- EXTRACTED DATA
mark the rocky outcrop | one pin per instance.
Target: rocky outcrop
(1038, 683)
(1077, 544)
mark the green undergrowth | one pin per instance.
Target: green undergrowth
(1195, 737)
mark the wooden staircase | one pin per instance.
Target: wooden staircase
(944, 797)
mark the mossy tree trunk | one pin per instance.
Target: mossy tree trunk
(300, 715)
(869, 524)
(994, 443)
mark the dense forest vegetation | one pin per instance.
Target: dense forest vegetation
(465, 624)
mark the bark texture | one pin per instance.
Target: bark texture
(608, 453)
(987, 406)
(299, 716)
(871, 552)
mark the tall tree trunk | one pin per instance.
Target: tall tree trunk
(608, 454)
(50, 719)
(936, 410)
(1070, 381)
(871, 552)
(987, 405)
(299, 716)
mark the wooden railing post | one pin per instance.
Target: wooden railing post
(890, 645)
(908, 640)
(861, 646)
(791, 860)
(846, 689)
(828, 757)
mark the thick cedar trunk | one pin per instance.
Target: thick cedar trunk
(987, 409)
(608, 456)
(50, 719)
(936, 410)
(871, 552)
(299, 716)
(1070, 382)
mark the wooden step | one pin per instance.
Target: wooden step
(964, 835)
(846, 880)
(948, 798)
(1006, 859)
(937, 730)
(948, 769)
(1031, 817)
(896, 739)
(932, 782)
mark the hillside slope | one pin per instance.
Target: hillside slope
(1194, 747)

- ABOUT THIS TASK
Lines from the one containing "Target: thick cedar trunk" through the last line of the records, restated word for word: that is the whole response.

- TASK RESULT
Target: thick cedar trunk
(987, 409)
(608, 456)
(50, 719)
(936, 410)
(871, 552)
(299, 716)
(1070, 382)
mark the wooden step | one pin per instance.
Target: wooden step
(964, 835)
(846, 880)
(948, 798)
(1006, 859)
(937, 730)
(948, 769)
(1031, 817)
(896, 739)
(932, 782)
mark the hillside slope | one pin per instance.
Target: hillside slope
(1194, 747)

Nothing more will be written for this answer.